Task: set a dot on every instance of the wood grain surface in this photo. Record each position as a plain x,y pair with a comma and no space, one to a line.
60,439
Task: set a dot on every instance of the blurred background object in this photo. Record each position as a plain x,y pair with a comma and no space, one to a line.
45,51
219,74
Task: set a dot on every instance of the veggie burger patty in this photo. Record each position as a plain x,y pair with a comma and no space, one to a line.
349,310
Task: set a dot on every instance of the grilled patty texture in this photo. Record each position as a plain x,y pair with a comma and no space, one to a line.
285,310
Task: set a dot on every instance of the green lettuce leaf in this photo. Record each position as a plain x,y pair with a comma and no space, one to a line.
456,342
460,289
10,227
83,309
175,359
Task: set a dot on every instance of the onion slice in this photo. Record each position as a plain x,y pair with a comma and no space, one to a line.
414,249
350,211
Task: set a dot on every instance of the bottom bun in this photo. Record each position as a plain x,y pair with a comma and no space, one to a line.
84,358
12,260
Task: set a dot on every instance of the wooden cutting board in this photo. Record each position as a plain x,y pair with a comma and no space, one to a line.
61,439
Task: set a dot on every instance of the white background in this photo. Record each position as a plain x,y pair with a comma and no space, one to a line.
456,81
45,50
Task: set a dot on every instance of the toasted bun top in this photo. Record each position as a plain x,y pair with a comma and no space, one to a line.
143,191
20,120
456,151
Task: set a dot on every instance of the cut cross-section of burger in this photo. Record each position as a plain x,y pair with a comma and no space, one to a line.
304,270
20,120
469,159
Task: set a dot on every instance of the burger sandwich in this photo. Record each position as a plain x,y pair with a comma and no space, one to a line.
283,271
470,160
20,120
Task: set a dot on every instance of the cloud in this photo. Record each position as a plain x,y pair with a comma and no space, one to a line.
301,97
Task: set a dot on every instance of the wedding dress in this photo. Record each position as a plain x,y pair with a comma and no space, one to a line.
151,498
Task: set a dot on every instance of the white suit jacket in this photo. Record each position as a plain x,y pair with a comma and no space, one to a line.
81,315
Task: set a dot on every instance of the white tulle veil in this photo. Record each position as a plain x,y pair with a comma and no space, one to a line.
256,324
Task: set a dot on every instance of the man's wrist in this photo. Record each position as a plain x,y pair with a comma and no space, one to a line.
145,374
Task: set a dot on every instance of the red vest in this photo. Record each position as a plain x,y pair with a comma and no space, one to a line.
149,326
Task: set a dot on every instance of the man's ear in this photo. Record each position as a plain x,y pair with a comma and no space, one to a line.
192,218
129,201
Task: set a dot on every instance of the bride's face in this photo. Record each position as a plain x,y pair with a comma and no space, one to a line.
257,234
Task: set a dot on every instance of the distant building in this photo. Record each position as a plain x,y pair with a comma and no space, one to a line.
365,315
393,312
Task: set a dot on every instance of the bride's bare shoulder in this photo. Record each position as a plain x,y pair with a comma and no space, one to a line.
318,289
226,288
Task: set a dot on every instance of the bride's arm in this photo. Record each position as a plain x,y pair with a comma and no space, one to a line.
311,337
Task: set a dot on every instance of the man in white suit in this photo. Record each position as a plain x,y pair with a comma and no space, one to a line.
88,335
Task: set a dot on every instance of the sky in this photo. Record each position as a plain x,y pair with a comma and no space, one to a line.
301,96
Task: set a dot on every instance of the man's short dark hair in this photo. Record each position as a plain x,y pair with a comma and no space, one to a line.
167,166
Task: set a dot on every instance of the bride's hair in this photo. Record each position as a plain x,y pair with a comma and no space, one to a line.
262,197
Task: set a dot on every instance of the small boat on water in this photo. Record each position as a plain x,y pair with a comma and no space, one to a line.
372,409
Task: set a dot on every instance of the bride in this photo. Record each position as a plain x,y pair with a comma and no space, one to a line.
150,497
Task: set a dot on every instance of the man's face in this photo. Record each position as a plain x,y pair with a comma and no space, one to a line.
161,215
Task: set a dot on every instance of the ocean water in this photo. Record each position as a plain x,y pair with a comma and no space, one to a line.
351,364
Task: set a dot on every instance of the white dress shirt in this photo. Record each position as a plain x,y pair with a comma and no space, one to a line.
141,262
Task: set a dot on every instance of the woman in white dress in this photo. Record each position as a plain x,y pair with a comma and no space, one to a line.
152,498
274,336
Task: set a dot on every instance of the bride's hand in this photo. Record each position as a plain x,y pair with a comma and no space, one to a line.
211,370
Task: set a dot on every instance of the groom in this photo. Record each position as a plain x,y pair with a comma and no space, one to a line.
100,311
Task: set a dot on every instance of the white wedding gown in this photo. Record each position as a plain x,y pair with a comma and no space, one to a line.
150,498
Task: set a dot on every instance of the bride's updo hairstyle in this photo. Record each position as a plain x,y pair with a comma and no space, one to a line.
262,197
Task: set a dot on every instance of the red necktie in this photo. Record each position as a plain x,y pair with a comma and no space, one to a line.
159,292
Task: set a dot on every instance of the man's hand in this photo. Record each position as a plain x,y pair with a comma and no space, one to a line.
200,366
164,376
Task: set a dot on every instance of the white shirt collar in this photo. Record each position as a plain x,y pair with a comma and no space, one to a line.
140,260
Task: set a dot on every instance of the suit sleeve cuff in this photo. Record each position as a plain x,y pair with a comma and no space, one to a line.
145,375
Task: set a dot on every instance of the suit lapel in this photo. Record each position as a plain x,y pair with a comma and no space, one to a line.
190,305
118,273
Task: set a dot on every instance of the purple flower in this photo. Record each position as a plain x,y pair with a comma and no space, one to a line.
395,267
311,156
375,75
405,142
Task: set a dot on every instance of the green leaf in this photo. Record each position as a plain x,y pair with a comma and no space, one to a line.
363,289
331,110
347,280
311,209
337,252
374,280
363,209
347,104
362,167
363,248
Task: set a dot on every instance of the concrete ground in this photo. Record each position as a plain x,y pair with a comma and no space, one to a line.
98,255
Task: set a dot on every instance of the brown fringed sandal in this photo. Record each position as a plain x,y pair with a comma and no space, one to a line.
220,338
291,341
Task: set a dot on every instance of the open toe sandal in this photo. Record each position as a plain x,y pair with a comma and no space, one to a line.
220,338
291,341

Aim of the exercise
Copy out the entries from the line with "Task: set a dot on every instance of the red necktie" through the final line of the entries, replacing "purple" with "violet" and leaving everything else unchanged.

Response to this exercise
Task: set a dot on every instance of the red necktie in this photo. Record each position as a plain x,y pair with a comma and no space, one to a line.
159,292
Task: set a dot on every instance of the man's hand in this photo. Record each position as a plain x,y pair with a comma and no space, one to a line.
200,366
164,376
Task: set a dot on every instance of the white shirt collar in this photo. Record each position as a plain x,y pair with a comma and no space, one to a line.
140,260
Task: set a dot on every instance of the suit sleeve cuff in this photo. Record each position as a plain x,y pair with a comma and no space, one to a line.
145,375
Task: set a dot on every instance of the suit lapel in this photo. Record each position as a plain x,y pair with a comma and no space, one to a line.
190,305
118,273
Task: set a dot on every instance of the violet flower in this photo. Record each position as a plain x,y pair with a comma and no space, one to a line.
395,267
311,156
375,75
405,142
Task: set a dot on every instance of the green leaf in this photo. Record each position as a plain x,y pair with a comma and no space, one to a line.
363,289
331,110
347,280
311,209
337,252
374,280
363,209
347,104
362,167
363,248
Task: set a dot on every instance of the concrete ground in this photo. Record each position as a plain x,y pair with a comma and no space, one to a line.
98,255
Task: set a dot on every instance of the brown fringed sandal in this photo. Record each position as a plain x,y pair with a comma and no space, one to a line.
220,338
291,341
Task: set a dot on every instance of the open toe sandal in this photo. Record each position as a plain x,y pair with a comma and no space, one to a line.
220,338
291,341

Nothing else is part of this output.